## WHAT YOU HAVE TO DO
All lines from the one with "of the green" through the final line of the records below must be written out exactly, with no other text.

################

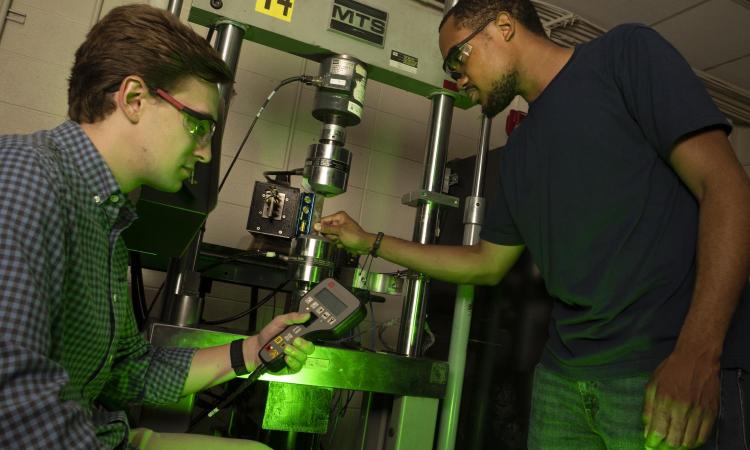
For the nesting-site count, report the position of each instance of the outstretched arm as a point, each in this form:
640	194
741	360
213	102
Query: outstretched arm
483	263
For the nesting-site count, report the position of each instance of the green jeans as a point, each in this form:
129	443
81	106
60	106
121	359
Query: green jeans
571	414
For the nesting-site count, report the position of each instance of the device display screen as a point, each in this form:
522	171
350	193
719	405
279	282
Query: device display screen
330	301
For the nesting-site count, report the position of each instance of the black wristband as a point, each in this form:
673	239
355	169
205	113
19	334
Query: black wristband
237	358
376	245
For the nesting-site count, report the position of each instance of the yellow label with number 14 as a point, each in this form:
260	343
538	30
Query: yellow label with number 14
279	9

################

## YOUR SOLUTION
For the nesting-site count, report the position of each instance of the green jeans as a point, each in this form:
129	443
81	106
60	106
121	359
Query: green jeans
571	414
For the nesting-site count, report the position of each instance of the device display screen as a point, each in this form:
522	171
350	193
719	405
279	282
Query: device display screen
330	301
For the nesting-site count, report the position of each instance of the black wristband as a point, each in this form:
673	239
355	169
205	113
19	334
Query: black wristband
237	358
376	245
For the nesting-site count, report the position of each instance of the yellow label with number 14 as a point, each in this form:
260	343
538	30
Query: yellow label with number 14
279	9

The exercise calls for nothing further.